**DIRECTION 1:** Rewrite the stretch of the court opinion from "Mississippi Supreme Court" through "opinion of the court.", putting "announced" in place of "delivered".

**SOURCE DOCUMENT:**
Peters v. Finney

Mississippi Supreme Court
Peters v. Finney, 20 Miss. 449 (Miss. 1849)
Shakkey

Peters v. Finney

Opinion of the Court

Mr. Chief Justice ShakKey

delivered the opinion of the court.

Finney, Lee & Co. commenced this suit by attachment in May, 1840, returnable to the October term of the circuit court of Warren county. At the April term, 1841, the defendant pleaded in abatement that the promises in the declaration mentioned were made by the defendant jointly with C. F. Buckley, still living, and not by defendant alone. The plaintiff demurred, and defendant joined in demurrer. Before the demurrer was disposed of, at the same term of the court, the defendant moved to quash the attachment for various reasons set forth in the motion. This motion was sustained, and from that decision *454the plaintiff appealed. At the July term, 1843, of this court, the judgment of the circuit court quashing the attachment was reversed, and at April term, 1844, the certificate of reversal was filed in the circuit court. As the judgment on the motion alone was reversed, there being no other judgment in. the case, the cause stood when remanded as it had stood when the motion was made, to wit, on demurrer to the plea in abatement. After the cause had remained in court in this condition from April, 1844, until June of that year, the defendant then filed, without leave of court, a plea to the jurisdiction, thiat both plaintiff and defendant were non-residents, and suit by attachment would not lie. Without taking any notice of this plea, the plaintiff obtained leave to withdraw his demurrer to the plea in abatement first pleaded, and took issue. Two years after this had been done, to wit, in June, 1846, after depositions had been taken, the defendant obtained leave to withdraw the plea in abatement on which the plaintiff had taken issue. The cause then stood without any plea, unless the plea to the jurisdiction, put in as above stated, be considered as properly pleaded. But after the defendant had withdrawn his plea in abatement for non-joinder of parties, the plaintiff moved to reject the plea to this jurisdiction, and this motion was sustained. The cause then stood without answer, and a default was taken and writ of inquiry awarded. The defendant, however, exce'pted to the decision of the court rejecting the plea to the jurisdiction, and on this exception the case comes up. The question is, was the plea to the jurisdiction properly rejected under the circumstances. We think it undoubtedly was.

The plea, under different circumstances, would have been a proper one. But the statute does not so far subvert the settled order of pleading, as to make it proper at any stage of the cause for the party to plead to the jurisdiction of the court. This cause had been litigated four years before this plea was put in. It had gone through the circuit court, as well as through this court. There are two statutory provisions on this subject. By the first, the defendant is authorized to plead as many matters of law or fact as he may judge necessary to his defence, provided *455he be not permitted to demur and plead to the whole. H. <fc H. Dig. 589. By the second, the defendant is authorized to plead as many pleas in bar of the action as he may choose, although some may be to the party or the character of the party. Ib. 597. These statutes allow the party to exercise his discretion as to the matter pleaded, but not the time of pleading. Alliston v. Lindsey, just decided. The general rule is, that a plea to the jurisdiction must precede a plea to the action, as by pleading to the action the party admits the jurisdiction of the court, and waives the objection, as he may do when it does not go to the subject matter of the suit.

**DIRECTION 2:** Pick out every line in the rows that contains the word "street", and copy each of those lines.

**PROVIDED DATA:**
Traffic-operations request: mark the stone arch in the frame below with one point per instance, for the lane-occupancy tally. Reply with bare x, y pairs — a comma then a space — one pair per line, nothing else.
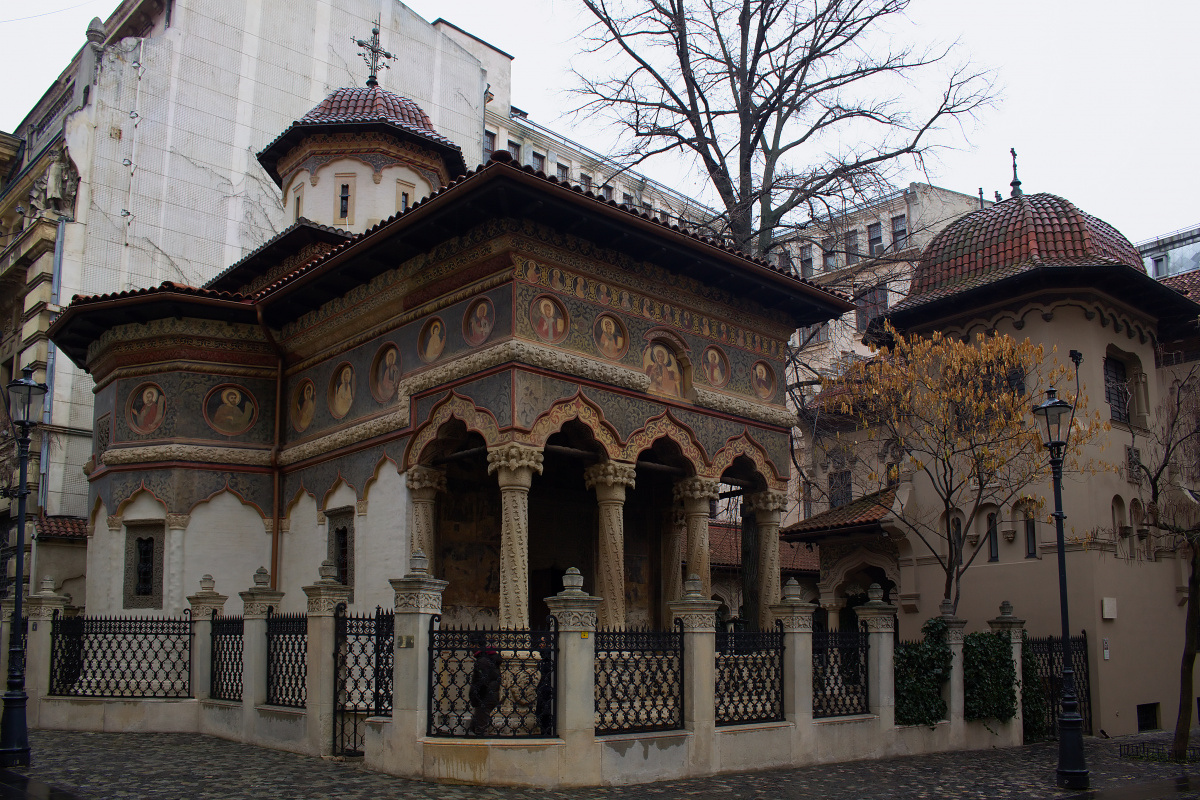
581, 409
744, 445
455, 405
665, 426
834, 578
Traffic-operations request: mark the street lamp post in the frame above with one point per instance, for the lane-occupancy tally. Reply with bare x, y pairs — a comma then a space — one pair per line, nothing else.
24, 405
1072, 767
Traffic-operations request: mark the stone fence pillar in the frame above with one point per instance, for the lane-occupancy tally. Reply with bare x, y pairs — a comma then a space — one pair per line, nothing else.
575, 612
42, 608
205, 605
957, 702
880, 621
1013, 629
324, 597
256, 602
699, 615
418, 600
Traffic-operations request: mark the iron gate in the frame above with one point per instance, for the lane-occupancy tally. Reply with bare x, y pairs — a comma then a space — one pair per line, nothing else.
363, 659
1047, 655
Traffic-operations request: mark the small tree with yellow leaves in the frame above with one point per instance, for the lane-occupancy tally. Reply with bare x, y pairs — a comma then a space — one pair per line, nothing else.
954, 415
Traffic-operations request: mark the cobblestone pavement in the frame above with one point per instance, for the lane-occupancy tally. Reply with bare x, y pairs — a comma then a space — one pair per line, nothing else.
160, 767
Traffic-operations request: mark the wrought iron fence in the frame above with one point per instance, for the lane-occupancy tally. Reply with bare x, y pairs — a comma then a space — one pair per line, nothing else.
227, 648
1045, 651
749, 677
113, 656
287, 659
839, 673
639, 680
495, 684
364, 657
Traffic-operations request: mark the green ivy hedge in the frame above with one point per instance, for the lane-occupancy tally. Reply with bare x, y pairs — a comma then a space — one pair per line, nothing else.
921, 671
989, 677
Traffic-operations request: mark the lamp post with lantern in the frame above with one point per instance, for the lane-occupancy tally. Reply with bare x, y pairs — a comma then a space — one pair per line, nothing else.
25, 397
1072, 773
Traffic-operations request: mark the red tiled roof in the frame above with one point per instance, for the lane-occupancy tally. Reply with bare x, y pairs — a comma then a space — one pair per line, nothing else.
867, 510
373, 104
725, 549
61, 527
1012, 236
1186, 283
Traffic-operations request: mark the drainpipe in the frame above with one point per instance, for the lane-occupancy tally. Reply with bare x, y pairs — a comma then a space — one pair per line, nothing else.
276, 473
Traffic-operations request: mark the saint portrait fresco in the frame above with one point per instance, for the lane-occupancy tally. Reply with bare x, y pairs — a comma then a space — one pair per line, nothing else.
385, 373
762, 380
147, 409
341, 391
478, 324
717, 367
432, 340
663, 367
549, 319
229, 409
610, 336
304, 405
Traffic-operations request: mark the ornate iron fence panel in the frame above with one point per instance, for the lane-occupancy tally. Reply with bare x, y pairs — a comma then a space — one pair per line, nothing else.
839, 673
495, 684
363, 659
113, 656
639, 680
1047, 654
227, 649
287, 660
749, 677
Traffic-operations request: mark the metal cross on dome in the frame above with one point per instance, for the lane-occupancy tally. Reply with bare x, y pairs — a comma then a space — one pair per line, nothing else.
373, 55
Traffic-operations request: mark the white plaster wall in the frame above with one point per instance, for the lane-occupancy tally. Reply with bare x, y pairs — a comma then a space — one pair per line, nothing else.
382, 540
228, 540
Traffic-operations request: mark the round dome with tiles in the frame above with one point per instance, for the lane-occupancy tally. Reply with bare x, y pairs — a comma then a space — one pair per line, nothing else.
1015, 235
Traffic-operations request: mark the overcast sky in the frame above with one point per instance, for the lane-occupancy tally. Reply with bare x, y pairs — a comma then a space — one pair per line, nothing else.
1098, 96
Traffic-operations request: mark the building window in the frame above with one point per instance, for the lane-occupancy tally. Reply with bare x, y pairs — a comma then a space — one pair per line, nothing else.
993, 537
875, 239
1116, 389
899, 233
828, 257
807, 262
341, 546
143, 565
851, 239
874, 302
839, 488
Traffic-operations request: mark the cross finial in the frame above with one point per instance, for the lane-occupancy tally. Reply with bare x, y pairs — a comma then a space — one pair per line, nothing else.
375, 55
1017, 182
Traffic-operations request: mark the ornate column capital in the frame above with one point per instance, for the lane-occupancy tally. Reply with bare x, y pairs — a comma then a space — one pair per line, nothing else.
514, 464
426, 480
418, 593
207, 602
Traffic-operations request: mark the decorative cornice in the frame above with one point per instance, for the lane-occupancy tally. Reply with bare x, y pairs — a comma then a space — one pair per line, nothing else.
610, 473
202, 453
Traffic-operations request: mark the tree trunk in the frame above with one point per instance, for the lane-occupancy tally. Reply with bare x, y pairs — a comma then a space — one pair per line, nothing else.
1183, 723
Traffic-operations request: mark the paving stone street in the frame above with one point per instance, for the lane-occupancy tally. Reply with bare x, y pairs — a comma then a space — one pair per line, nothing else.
160, 767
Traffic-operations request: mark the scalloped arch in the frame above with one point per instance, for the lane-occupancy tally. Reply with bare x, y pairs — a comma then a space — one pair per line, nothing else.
454, 407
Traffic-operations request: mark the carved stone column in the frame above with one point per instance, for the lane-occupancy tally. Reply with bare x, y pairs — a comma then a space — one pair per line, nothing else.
695, 493
514, 465
610, 479
424, 483
205, 605
768, 507
880, 621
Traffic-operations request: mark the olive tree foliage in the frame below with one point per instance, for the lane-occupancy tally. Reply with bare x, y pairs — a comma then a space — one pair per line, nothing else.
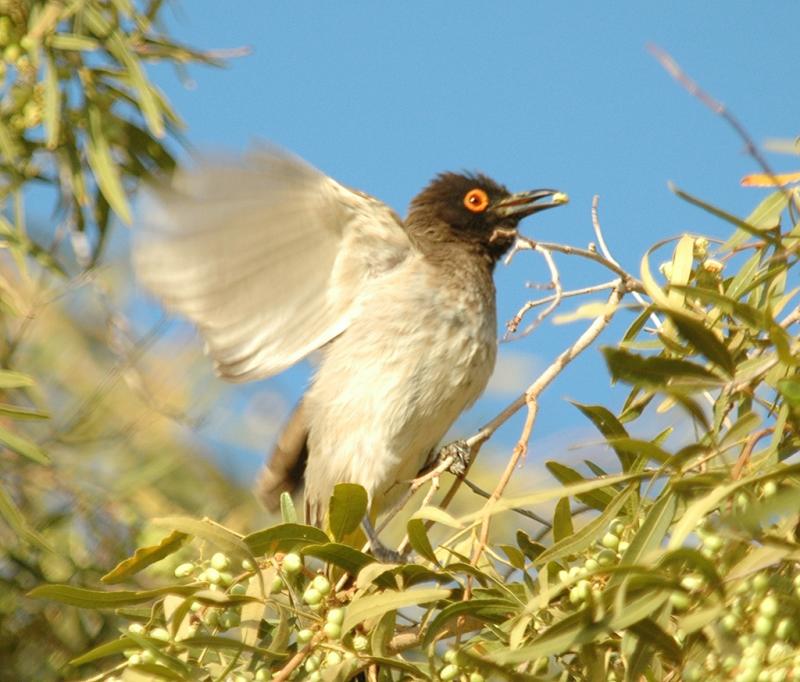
87, 451
678, 561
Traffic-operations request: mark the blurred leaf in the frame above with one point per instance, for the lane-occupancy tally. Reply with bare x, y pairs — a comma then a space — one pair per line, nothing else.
562, 520
703, 340
657, 372
23, 446
288, 512
144, 557
284, 538
95, 599
566, 475
104, 167
375, 605
752, 230
585, 536
347, 558
418, 539
348, 504
11, 379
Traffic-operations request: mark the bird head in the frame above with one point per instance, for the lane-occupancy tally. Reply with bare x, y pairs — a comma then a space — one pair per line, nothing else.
476, 210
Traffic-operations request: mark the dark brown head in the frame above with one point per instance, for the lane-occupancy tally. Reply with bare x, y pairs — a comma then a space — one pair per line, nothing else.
474, 210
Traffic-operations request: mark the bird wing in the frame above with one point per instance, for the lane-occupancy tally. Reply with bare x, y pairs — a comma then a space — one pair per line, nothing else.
265, 254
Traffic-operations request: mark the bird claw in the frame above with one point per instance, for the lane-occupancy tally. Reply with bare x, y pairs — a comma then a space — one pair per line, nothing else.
461, 453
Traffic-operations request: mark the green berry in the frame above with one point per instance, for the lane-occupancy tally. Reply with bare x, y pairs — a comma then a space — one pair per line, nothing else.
332, 630
449, 672
292, 563
680, 601
220, 561
321, 584
335, 616
160, 634
312, 596
762, 626
184, 570
606, 557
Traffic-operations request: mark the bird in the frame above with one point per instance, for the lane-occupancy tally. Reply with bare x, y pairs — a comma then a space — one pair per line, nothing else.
274, 261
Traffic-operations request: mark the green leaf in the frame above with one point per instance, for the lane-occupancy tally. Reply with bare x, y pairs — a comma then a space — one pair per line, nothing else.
586, 535
491, 610
95, 599
288, 512
104, 166
418, 538
789, 388
374, 605
144, 557
23, 446
657, 372
702, 340
598, 499
284, 538
17, 412
752, 230
347, 558
347, 508
562, 520
72, 41
51, 114
12, 515
10, 379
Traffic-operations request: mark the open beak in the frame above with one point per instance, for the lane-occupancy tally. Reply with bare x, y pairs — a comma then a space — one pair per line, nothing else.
523, 204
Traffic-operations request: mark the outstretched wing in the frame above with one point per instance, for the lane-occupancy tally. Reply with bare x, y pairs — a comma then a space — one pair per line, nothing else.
265, 254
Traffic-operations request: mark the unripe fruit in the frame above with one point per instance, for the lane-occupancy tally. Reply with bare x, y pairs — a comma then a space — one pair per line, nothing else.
449, 672
610, 541
321, 584
292, 563
332, 630
220, 561
184, 570
160, 634
312, 596
335, 616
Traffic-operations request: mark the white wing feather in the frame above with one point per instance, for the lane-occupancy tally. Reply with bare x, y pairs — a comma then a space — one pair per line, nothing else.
266, 255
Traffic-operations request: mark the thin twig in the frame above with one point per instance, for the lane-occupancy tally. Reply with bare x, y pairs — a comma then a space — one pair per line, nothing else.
531, 396
672, 68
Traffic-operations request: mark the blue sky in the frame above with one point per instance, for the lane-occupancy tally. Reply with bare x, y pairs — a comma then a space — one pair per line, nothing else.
383, 96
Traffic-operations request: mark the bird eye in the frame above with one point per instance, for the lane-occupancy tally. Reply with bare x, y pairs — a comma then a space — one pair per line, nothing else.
476, 200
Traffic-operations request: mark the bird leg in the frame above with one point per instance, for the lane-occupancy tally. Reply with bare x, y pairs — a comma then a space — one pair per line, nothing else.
460, 454
380, 551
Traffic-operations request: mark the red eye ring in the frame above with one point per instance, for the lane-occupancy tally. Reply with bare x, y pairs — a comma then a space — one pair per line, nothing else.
476, 200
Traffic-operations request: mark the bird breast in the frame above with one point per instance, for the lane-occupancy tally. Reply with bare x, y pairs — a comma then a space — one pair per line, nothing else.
420, 349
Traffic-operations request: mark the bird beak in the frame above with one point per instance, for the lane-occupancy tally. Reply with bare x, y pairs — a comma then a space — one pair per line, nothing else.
523, 204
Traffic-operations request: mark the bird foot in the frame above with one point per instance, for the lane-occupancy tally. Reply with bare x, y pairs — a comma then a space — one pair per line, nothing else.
380, 551
461, 455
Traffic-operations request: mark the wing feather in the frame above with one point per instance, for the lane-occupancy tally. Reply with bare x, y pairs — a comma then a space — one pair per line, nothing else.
265, 254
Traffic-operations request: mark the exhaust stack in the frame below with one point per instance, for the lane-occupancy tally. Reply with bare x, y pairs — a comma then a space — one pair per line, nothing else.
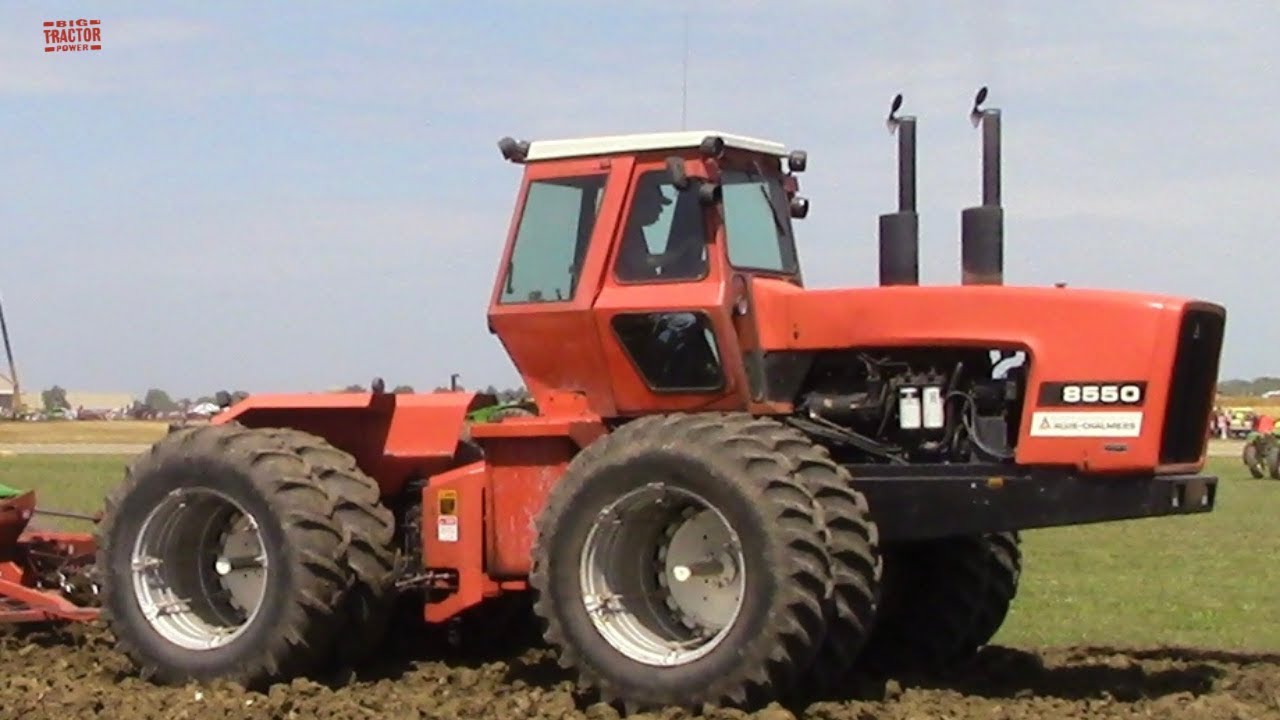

**RIGHT ANSWER 1:**
Mississippi Supreme Court
Peters v. Finney, 20 Miss. 449 (Miss. 1849)
Shakkey

Peters v. Finney

Opinion of the Court

Mr. Chief Justice ShakKey

announced the opinion of the court.

**RIGHT ANSWER 2:**
Traffic-operations request: mark the street lamp post in the frame above with one point per instance, for the lane-occupancy tally. Reply with bare x, y pairs — a comma then a space — one pair per line, nothing else.
Traffic-operations request: mark the paving stone street in the frame above with one point per instance, for the lane-occupancy tally. Reply with bare x, y pairs — a comma then a space — one pair per line, nothing else.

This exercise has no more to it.